Dataset entries:
____
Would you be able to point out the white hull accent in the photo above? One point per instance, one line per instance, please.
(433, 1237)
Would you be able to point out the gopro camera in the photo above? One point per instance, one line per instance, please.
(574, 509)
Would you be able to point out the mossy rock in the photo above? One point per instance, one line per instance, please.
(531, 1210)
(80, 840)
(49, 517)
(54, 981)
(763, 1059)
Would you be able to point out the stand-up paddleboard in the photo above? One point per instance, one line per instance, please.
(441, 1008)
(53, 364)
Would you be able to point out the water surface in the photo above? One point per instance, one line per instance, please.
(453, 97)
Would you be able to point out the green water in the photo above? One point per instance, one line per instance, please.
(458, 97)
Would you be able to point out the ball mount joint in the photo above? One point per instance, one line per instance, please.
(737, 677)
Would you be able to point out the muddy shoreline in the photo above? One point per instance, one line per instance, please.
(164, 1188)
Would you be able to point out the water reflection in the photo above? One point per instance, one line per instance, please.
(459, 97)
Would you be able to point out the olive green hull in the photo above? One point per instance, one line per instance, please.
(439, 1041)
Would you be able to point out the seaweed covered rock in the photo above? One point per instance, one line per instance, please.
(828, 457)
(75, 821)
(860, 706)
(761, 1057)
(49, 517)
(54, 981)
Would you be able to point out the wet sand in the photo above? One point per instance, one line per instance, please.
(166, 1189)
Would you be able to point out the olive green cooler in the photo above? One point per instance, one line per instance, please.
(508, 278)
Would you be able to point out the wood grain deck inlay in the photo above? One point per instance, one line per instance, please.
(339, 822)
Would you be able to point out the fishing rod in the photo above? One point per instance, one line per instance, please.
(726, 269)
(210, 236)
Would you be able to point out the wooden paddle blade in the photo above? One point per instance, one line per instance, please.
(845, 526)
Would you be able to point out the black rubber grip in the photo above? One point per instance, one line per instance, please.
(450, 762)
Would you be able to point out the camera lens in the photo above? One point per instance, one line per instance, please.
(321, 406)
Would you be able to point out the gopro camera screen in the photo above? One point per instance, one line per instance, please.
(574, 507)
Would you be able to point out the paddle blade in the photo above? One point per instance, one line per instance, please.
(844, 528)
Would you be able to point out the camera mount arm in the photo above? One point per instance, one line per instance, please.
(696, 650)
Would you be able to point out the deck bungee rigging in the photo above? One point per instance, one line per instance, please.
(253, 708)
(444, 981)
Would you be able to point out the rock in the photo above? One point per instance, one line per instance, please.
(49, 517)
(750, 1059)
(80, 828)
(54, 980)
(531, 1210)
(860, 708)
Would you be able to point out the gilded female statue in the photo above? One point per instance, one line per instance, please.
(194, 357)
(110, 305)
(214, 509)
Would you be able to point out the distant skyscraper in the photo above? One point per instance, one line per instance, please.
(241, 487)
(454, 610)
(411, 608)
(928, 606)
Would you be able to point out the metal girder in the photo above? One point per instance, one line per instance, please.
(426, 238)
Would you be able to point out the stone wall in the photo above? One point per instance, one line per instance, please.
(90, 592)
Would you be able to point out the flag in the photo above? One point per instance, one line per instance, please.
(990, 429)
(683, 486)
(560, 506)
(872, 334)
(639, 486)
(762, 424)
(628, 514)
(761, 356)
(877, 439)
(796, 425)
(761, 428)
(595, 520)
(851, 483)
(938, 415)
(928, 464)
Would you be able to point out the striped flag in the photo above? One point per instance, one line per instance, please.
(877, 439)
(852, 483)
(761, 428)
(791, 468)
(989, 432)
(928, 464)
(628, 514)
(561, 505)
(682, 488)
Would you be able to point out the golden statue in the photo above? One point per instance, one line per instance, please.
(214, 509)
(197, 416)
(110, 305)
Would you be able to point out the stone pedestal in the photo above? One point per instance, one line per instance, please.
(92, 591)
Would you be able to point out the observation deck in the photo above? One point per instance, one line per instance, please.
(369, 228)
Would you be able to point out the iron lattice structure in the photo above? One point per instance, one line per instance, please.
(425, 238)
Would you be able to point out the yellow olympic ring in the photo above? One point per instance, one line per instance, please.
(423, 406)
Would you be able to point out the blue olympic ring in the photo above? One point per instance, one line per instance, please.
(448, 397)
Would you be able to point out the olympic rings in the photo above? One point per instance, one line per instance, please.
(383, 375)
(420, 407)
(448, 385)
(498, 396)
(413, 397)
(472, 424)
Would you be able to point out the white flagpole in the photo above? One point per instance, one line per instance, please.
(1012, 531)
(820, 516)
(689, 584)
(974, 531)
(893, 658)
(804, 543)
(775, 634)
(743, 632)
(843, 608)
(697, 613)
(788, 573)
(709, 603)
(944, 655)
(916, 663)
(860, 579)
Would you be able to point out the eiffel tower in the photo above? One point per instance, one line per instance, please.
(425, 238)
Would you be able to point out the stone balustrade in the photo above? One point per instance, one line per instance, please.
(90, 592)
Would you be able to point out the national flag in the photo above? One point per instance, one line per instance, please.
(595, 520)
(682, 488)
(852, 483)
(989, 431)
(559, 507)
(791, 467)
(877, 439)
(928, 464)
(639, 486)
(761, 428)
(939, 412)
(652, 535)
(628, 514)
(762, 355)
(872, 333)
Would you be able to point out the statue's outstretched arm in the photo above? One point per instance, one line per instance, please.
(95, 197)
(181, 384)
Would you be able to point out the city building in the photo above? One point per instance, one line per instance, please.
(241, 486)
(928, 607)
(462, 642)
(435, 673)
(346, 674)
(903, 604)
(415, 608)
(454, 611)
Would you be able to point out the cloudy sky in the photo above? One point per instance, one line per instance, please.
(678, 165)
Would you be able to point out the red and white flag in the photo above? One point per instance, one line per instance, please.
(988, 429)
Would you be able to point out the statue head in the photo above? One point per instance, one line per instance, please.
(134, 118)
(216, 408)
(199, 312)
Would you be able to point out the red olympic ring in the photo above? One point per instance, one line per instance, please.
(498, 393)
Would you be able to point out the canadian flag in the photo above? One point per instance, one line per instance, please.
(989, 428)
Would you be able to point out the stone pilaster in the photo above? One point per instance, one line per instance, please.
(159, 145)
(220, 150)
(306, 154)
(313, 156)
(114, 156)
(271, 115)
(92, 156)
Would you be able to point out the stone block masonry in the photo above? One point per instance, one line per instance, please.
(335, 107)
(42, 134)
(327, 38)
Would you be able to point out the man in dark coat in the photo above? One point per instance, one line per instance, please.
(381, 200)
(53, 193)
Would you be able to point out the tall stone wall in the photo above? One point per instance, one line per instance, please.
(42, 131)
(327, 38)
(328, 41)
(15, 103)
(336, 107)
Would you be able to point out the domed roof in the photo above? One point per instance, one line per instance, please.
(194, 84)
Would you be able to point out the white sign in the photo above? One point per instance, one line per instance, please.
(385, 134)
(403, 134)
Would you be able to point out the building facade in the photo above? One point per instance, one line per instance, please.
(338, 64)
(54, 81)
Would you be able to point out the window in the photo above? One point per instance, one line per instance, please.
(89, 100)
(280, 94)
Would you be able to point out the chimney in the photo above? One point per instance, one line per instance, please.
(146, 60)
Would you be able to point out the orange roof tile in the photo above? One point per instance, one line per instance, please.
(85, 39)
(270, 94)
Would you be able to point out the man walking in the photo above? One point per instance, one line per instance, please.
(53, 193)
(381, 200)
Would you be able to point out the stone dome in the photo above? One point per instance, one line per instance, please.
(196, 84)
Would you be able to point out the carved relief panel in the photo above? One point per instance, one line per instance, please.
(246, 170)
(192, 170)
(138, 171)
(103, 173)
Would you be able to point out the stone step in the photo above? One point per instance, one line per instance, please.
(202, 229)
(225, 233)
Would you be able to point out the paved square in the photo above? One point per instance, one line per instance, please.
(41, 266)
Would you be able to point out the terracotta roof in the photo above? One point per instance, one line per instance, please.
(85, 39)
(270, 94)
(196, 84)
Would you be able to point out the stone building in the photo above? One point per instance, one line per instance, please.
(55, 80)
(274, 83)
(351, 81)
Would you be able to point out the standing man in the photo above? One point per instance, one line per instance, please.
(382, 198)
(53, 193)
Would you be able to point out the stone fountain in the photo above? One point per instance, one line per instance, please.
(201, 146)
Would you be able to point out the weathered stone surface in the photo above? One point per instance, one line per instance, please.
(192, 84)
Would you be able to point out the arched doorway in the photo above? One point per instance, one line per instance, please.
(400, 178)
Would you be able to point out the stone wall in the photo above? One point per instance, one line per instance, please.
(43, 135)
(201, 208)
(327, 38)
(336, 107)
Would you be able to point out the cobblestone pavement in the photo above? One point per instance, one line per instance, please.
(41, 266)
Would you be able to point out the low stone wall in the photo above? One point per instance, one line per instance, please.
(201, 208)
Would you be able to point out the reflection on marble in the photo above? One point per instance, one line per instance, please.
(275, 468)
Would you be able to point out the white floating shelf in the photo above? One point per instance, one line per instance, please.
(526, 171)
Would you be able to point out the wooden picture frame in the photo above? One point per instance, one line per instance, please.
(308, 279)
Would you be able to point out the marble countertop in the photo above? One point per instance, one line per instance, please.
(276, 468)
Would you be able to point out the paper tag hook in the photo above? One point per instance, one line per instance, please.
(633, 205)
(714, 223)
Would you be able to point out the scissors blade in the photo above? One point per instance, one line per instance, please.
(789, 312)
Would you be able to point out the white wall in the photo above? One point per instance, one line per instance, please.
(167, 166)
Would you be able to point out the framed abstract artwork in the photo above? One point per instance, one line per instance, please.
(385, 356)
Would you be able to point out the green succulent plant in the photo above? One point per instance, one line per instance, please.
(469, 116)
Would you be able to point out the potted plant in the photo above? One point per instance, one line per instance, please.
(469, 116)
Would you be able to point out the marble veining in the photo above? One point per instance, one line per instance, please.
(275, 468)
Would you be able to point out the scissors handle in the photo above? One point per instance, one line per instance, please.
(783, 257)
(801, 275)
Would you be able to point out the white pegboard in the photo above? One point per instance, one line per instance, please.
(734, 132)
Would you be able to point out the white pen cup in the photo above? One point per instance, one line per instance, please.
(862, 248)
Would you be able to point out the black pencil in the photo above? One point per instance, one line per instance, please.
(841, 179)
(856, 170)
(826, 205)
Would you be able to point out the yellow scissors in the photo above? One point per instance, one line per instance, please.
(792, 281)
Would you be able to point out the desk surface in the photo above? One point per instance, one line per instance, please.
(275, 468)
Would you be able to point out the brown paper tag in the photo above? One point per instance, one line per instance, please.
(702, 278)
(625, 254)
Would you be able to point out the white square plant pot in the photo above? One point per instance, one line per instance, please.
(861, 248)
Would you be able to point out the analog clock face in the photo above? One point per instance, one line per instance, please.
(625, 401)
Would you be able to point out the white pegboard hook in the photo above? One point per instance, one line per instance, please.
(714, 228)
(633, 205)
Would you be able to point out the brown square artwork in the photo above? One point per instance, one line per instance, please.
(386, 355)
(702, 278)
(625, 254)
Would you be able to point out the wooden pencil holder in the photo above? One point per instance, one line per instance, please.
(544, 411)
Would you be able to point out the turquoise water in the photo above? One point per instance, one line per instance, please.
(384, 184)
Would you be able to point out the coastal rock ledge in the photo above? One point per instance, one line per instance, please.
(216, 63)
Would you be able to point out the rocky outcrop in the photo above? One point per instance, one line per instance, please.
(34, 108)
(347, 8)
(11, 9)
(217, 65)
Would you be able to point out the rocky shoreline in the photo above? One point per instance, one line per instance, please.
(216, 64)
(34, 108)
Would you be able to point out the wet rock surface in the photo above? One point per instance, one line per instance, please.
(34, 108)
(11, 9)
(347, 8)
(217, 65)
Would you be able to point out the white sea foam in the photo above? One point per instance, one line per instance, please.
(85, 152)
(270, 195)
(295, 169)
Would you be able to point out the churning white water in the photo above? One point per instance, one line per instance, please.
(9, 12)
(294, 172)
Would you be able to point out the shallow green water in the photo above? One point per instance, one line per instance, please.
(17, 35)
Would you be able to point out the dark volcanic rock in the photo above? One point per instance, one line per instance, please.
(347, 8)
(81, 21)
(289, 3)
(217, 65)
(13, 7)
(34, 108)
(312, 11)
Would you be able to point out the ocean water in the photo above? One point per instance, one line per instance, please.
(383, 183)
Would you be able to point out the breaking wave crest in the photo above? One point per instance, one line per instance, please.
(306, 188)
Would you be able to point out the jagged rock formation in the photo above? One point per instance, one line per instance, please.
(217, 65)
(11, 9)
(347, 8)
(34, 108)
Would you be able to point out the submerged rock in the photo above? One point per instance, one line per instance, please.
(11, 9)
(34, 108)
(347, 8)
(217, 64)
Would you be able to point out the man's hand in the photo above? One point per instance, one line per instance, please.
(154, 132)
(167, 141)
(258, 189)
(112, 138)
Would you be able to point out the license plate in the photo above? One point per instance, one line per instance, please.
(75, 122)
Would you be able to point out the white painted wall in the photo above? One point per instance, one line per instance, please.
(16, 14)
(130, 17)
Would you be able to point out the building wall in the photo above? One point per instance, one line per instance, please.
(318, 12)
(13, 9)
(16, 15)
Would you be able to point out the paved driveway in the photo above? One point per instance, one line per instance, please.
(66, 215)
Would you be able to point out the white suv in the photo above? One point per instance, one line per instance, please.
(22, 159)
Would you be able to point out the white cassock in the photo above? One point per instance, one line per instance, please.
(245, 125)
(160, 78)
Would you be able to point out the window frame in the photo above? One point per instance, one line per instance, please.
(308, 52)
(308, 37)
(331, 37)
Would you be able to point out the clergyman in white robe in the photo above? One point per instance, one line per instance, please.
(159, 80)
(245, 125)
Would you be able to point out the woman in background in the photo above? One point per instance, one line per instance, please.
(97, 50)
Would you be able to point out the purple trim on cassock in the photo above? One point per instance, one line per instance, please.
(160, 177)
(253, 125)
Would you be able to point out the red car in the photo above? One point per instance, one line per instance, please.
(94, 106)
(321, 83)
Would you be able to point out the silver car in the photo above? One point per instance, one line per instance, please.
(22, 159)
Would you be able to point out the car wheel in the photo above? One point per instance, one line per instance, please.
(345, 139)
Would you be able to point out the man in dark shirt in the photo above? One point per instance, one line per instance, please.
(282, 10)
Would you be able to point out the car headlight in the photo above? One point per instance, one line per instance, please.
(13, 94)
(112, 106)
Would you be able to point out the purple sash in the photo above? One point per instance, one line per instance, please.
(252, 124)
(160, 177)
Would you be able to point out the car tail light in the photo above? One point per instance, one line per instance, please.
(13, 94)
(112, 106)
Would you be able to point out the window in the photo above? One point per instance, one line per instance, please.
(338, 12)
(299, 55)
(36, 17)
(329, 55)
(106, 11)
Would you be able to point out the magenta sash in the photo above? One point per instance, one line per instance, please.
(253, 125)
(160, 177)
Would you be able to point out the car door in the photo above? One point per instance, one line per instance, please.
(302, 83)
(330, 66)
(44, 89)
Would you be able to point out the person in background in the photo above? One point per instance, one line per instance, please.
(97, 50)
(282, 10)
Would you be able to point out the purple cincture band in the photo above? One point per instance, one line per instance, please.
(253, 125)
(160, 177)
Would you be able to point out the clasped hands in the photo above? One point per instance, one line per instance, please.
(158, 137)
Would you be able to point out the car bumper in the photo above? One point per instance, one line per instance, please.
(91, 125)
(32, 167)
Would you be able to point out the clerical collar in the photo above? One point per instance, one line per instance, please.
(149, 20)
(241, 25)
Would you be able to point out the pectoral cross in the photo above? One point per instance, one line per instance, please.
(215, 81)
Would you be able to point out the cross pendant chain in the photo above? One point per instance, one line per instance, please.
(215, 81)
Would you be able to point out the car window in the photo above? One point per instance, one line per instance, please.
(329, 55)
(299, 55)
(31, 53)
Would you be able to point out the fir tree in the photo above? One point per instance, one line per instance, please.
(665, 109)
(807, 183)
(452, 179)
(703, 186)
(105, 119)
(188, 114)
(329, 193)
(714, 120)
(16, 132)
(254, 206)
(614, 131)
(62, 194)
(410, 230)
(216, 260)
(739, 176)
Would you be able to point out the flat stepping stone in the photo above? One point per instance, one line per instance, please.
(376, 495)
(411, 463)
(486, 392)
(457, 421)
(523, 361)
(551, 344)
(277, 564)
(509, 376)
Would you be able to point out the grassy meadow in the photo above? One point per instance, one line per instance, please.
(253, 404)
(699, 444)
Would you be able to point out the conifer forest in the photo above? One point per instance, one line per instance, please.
____
*WORK REQUIRED*. Whatever lies between the line containing "Would you be able to point out the pectoral" and the final line above, both included, must be returned exactly.

*WRITTEN SOLUTION*.
Would you be able to point out the pectoral cross in the photo above? One point per instance, one line per instance, please.
(215, 81)
Would you be able to point out the cross pendant chain in the photo above? One point per instance, one line per instance, please.
(215, 81)
Would you be able to point out the car window in the photo above? One point per instance, one line per instance, please.
(329, 55)
(299, 55)
(31, 53)
Would you be able to point out the fir tree in the photo above? One point per instance, one line per instance, please.
(665, 109)
(807, 183)
(452, 179)
(703, 186)
(105, 119)
(188, 114)
(329, 193)
(714, 120)
(16, 132)
(254, 206)
(614, 131)
(62, 194)
(410, 230)
(216, 260)
(739, 176)
Would you be able to point out the flat stepping stone in the photo above? One point per instance, one line per instance, please.
(376, 495)
(411, 463)
(486, 392)
(457, 421)
(523, 361)
(551, 344)
(277, 564)
(509, 376)
Would you be able to point out the grassy meadow in the photo above? One point per instance, one line per instance, please.
(253, 404)
(699, 444)
Would you be able to point out the conifer forest in the photo above? One point per instance, one line per instance, please.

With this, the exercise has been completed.